INSTRUCTIONS FOR THE TASK
Return only these lines: the one that contains "Place one point on each instance of the golden" and every line after it through the end of the listing, exactly, without pictures.

Start of ROWS

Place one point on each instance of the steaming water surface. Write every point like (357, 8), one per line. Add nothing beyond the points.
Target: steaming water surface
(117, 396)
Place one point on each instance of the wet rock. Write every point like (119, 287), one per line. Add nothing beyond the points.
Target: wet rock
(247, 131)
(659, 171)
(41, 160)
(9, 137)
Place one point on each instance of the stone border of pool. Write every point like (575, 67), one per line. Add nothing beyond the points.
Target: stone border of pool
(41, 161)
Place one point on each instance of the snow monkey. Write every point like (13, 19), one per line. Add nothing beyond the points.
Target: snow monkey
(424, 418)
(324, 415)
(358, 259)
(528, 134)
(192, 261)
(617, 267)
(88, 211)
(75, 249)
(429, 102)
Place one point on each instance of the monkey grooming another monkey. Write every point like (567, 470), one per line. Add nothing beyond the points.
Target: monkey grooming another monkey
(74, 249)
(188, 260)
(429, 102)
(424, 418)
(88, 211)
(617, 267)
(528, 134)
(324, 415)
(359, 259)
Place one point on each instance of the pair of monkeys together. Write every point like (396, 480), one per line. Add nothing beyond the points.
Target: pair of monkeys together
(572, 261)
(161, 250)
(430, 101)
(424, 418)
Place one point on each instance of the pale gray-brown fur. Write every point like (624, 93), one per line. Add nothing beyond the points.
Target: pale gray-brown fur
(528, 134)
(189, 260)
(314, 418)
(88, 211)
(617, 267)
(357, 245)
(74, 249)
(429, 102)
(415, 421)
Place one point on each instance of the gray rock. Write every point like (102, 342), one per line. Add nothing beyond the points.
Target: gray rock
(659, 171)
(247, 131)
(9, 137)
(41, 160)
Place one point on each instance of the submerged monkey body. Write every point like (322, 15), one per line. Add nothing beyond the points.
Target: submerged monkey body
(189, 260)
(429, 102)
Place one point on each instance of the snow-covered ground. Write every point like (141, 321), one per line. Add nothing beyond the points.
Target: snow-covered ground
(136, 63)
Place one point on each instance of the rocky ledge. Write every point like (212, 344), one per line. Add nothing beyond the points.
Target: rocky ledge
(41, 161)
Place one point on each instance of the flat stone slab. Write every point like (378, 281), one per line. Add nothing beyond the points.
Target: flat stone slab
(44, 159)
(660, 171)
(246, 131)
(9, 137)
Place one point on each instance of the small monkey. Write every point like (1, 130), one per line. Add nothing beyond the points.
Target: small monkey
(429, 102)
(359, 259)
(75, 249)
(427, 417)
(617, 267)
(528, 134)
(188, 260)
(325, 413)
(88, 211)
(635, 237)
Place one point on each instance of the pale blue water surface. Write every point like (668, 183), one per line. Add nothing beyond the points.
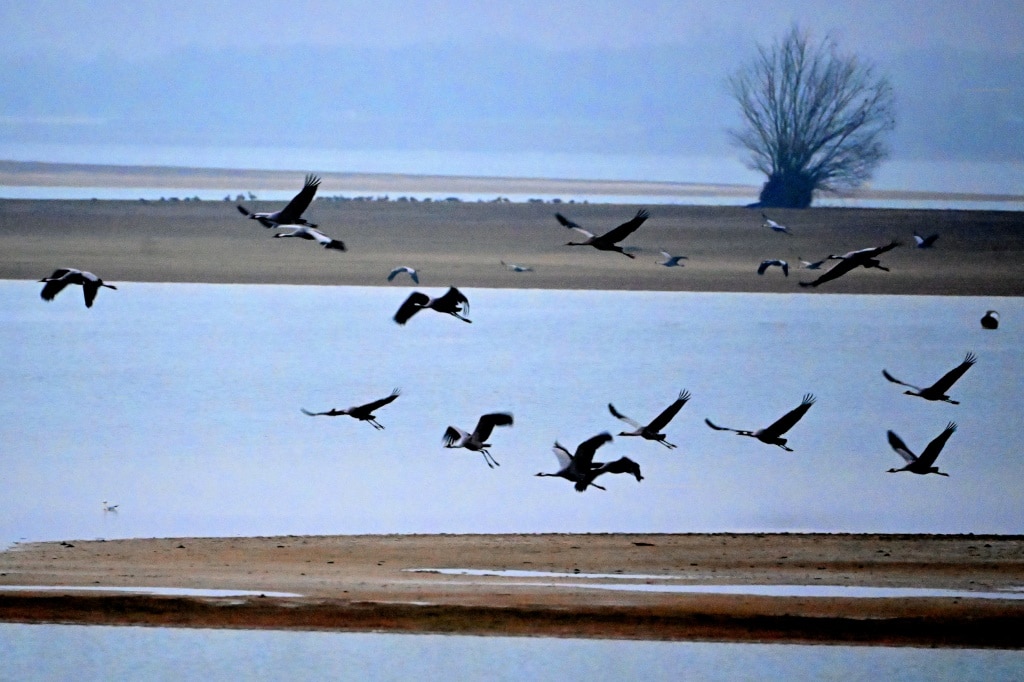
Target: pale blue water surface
(110, 653)
(181, 403)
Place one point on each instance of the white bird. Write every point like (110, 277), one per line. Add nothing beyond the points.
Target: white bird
(652, 430)
(772, 434)
(937, 391)
(453, 302)
(581, 468)
(309, 232)
(671, 261)
(291, 214)
(812, 265)
(66, 275)
(606, 242)
(364, 413)
(403, 268)
(516, 268)
(925, 464)
(765, 264)
(774, 226)
(476, 441)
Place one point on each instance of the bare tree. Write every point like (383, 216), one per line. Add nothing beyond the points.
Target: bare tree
(814, 119)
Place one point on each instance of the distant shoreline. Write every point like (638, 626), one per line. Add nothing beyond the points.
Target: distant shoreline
(19, 173)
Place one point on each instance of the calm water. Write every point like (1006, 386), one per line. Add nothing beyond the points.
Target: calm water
(109, 653)
(180, 402)
(942, 176)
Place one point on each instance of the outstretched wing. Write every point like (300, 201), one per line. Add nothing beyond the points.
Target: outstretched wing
(786, 421)
(622, 231)
(934, 448)
(412, 305)
(950, 378)
(897, 381)
(897, 443)
(300, 203)
(617, 415)
(722, 428)
(670, 413)
(585, 452)
(565, 221)
(370, 407)
(488, 422)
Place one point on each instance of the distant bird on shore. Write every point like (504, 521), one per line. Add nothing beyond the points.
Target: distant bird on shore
(403, 268)
(765, 264)
(581, 468)
(774, 226)
(476, 441)
(608, 241)
(937, 391)
(516, 267)
(291, 214)
(925, 464)
(652, 430)
(851, 260)
(772, 434)
(62, 276)
(364, 413)
(672, 261)
(453, 302)
(812, 264)
(313, 235)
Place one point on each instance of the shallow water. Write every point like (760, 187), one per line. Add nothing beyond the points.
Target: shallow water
(99, 652)
(180, 402)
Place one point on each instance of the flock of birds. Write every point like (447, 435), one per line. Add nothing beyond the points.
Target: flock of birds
(579, 467)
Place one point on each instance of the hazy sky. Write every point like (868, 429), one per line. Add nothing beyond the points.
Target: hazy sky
(93, 27)
(604, 78)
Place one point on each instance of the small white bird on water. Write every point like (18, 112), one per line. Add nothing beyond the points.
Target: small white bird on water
(765, 264)
(670, 260)
(774, 226)
(403, 268)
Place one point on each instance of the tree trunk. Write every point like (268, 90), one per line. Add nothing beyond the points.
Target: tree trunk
(786, 190)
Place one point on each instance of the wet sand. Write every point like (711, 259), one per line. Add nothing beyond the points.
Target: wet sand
(360, 583)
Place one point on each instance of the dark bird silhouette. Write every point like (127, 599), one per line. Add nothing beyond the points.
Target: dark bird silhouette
(866, 258)
(608, 241)
(924, 464)
(452, 302)
(364, 413)
(765, 264)
(652, 430)
(476, 441)
(411, 271)
(937, 391)
(774, 226)
(772, 434)
(581, 468)
(291, 214)
(62, 276)
(311, 233)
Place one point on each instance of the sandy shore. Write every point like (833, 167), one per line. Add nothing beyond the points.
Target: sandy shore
(361, 583)
(462, 244)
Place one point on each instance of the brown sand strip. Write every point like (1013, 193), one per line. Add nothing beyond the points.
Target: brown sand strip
(358, 583)
(979, 253)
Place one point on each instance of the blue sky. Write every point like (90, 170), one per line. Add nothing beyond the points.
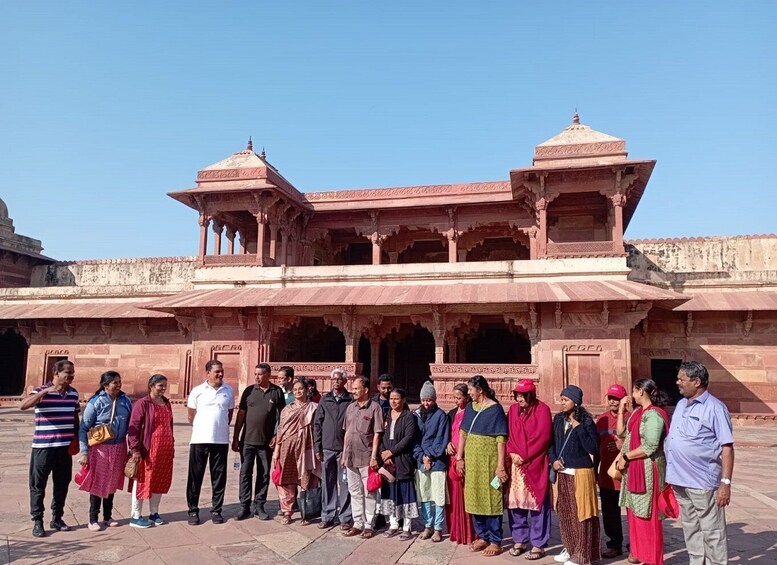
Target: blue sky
(106, 107)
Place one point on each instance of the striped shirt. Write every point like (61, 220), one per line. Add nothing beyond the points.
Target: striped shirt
(55, 418)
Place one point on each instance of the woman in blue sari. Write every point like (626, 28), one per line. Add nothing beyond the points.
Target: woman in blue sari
(481, 461)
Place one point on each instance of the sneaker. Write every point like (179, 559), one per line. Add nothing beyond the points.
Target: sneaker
(140, 523)
(244, 514)
(59, 525)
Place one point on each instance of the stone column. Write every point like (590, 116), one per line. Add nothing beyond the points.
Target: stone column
(204, 223)
(374, 358)
(261, 222)
(284, 246)
(453, 246)
(453, 349)
(218, 228)
(391, 346)
(230, 240)
(273, 243)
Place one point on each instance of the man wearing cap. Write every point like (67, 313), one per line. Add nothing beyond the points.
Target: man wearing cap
(609, 489)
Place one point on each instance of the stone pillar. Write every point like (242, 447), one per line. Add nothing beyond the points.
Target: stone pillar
(204, 223)
(453, 247)
(230, 240)
(391, 346)
(453, 349)
(273, 243)
(374, 358)
(284, 246)
(218, 228)
(377, 244)
(261, 222)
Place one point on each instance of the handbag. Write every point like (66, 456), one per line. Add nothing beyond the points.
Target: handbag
(102, 432)
(309, 502)
(613, 471)
(552, 474)
(374, 480)
(131, 468)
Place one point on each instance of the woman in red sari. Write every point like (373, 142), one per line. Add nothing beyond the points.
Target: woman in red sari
(459, 522)
(294, 451)
(529, 425)
(643, 464)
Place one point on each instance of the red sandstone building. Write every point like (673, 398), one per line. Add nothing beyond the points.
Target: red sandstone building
(525, 277)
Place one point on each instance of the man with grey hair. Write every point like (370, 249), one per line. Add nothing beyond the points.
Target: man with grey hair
(328, 435)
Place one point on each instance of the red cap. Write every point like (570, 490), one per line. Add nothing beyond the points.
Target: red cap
(618, 391)
(525, 385)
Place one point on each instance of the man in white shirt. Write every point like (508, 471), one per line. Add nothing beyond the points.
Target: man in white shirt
(210, 408)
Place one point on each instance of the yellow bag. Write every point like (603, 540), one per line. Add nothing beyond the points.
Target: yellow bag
(101, 432)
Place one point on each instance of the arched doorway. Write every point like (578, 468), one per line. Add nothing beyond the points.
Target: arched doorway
(414, 352)
(311, 340)
(13, 360)
(497, 343)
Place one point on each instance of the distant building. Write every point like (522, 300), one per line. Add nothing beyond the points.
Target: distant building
(521, 278)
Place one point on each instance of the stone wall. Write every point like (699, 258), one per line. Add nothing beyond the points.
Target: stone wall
(705, 262)
(741, 358)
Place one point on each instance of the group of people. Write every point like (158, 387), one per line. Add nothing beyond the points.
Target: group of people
(356, 457)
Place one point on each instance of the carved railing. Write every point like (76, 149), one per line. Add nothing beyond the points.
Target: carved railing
(247, 259)
(501, 377)
(578, 248)
(319, 371)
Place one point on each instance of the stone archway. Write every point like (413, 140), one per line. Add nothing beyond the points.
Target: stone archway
(13, 360)
(497, 343)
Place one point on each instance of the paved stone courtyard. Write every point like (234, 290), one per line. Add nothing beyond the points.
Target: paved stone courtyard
(752, 519)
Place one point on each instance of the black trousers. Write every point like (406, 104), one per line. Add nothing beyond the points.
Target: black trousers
(250, 456)
(94, 508)
(213, 455)
(45, 461)
(611, 517)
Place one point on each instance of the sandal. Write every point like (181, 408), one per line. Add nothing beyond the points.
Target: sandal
(478, 545)
(492, 550)
(534, 554)
(518, 549)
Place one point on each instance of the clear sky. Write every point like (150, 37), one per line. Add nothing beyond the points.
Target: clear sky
(105, 106)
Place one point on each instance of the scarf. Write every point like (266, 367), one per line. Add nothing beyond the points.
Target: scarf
(636, 474)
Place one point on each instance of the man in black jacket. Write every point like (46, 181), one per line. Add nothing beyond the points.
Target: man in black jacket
(328, 435)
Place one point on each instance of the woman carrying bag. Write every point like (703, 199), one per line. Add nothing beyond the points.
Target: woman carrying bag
(103, 441)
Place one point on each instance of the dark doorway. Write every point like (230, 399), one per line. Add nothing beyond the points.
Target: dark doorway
(13, 360)
(413, 354)
(495, 343)
(664, 373)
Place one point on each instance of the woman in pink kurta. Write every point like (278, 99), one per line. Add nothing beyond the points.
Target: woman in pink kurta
(530, 432)
(459, 522)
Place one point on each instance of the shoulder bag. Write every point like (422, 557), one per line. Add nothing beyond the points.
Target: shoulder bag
(102, 432)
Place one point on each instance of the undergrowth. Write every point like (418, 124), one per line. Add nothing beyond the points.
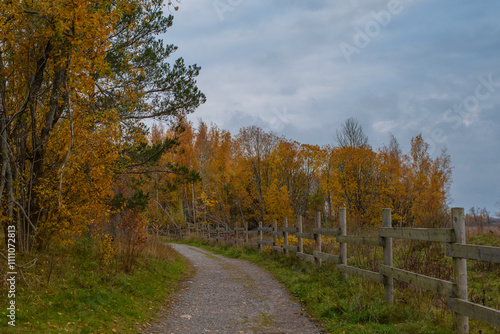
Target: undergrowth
(355, 305)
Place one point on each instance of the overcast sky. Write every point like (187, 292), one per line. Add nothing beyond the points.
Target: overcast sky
(301, 68)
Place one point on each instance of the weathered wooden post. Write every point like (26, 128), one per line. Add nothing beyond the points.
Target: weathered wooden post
(226, 232)
(275, 229)
(260, 235)
(285, 236)
(459, 270)
(217, 238)
(300, 244)
(343, 232)
(387, 243)
(317, 238)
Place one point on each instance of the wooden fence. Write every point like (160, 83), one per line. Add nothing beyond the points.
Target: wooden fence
(456, 248)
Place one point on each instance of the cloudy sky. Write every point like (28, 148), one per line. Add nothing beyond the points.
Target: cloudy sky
(302, 67)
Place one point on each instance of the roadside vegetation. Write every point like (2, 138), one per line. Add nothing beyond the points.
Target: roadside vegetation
(73, 290)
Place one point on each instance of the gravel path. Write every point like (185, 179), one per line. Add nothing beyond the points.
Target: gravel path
(231, 296)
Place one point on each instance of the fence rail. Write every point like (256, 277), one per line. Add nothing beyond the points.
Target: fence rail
(455, 290)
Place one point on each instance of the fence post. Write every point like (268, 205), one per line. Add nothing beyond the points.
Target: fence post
(246, 232)
(217, 238)
(317, 238)
(275, 229)
(226, 234)
(459, 270)
(285, 236)
(260, 235)
(387, 243)
(343, 232)
(300, 245)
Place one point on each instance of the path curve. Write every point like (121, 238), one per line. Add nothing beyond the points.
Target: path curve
(231, 296)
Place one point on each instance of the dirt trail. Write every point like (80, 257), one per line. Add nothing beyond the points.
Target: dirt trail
(231, 296)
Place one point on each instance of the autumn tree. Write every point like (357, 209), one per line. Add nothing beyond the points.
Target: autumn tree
(76, 76)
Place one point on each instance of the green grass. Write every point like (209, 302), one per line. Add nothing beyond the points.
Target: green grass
(352, 306)
(83, 297)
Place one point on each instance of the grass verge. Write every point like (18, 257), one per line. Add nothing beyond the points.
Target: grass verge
(71, 292)
(353, 306)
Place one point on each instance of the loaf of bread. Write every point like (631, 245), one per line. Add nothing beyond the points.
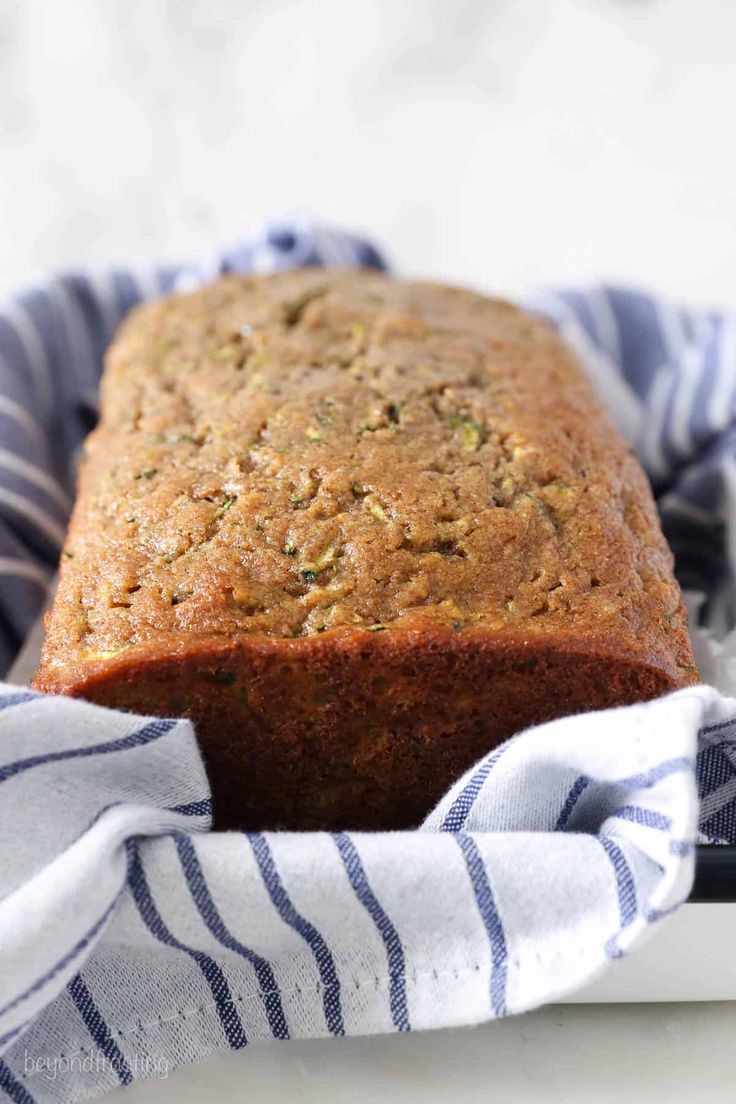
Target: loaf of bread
(361, 531)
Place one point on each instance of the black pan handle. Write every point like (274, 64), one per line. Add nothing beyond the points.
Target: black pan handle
(715, 873)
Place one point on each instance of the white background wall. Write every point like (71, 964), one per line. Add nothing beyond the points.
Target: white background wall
(503, 142)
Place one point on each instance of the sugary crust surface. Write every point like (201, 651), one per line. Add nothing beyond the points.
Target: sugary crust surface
(340, 457)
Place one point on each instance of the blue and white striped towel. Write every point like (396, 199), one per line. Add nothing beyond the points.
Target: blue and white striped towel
(134, 941)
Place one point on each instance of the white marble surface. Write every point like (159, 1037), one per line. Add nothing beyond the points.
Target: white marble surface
(587, 1054)
(504, 142)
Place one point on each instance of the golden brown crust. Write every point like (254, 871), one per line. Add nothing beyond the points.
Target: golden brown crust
(329, 476)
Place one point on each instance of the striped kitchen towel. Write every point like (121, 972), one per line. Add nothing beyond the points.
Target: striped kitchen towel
(134, 940)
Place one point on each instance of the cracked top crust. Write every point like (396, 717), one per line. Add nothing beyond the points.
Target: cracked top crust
(324, 452)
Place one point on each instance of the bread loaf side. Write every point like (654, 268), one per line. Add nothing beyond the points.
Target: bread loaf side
(361, 531)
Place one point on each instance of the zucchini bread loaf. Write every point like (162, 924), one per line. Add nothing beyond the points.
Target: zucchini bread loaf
(361, 531)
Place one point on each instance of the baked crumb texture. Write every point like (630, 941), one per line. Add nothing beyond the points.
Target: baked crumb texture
(360, 530)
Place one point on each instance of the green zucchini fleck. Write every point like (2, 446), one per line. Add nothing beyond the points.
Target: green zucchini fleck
(470, 432)
(223, 508)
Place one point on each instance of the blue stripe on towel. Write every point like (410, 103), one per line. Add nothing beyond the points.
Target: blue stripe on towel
(392, 942)
(625, 883)
(146, 735)
(491, 920)
(331, 999)
(219, 987)
(576, 792)
(459, 810)
(98, 1029)
(14, 1090)
(208, 910)
(67, 958)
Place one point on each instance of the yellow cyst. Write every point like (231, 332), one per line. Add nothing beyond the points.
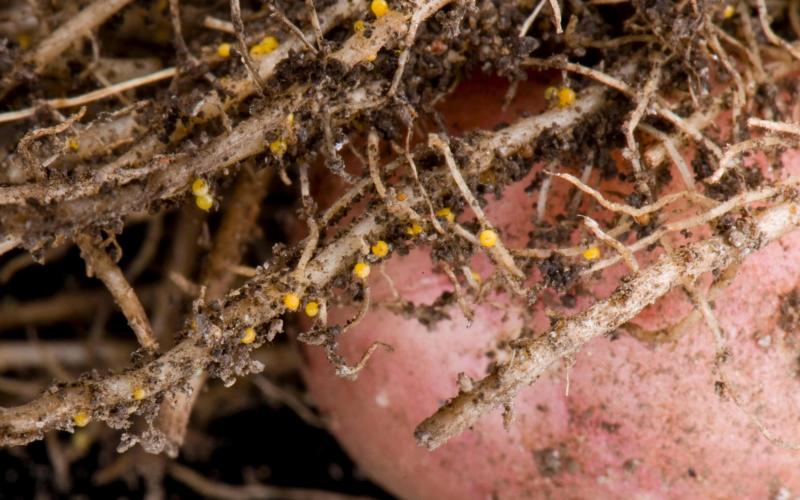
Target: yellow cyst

End of ROWS

ANSWER TO THIS EXERCISE
Place one point on each instance of the golden brown crust. Write every point like (254, 871), one per line. Add nothing beyond the points.
Target: golden brown crust
(329, 476)
Place one point on each instance of the striped kitchen towel. Write every point like (121, 972), one per line. Add nothing beyond the points.
Target: striped kitchen towel
(134, 940)
Place one point on each instance of the cracked top crust. Write every point like (396, 717), one per line. Add nothing beyond the points.
Target: cracked top crust
(324, 452)
Place one point on each instance of the bread loaf side. Write every point like (654, 268), one per line. Add nothing beyond the points.
Target: bread loaf side
(361, 531)
Place one point on each instance of the zucchini bread loaf. Write every point like (162, 924), one per line. Add nothing beyond the points.
Target: zucchini bread loaf
(361, 531)
Place one point on each instance of the baked crumb texture. Write every point like (630, 941), one per line. Add nothing beyond the points.
Target: baked crumb texture
(360, 530)
Place one point on each instance of the green zucchini fleck. Write every point like (2, 446), one per line. Add nothing beyond the points.
Target: green zucchini fleck
(470, 432)
(223, 508)
Place one point on each instance of the blue stripe on towel. Write every point like (410, 103), one per line. Add nothing beyond the points.
Target: blue stripe on towel
(392, 942)
(625, 883)
(146, 735)
(491, 920)
(331, 999)
(219, 987)
(576, 792)
(459, 810)
(98, 1029)
(14, 1090)
(208, 910)
(67, 958)
Place one point on each instance of the yellow cyst. Write every point like (231, 332), one per line. Add nothing beyond the points.
Target: yellow cyst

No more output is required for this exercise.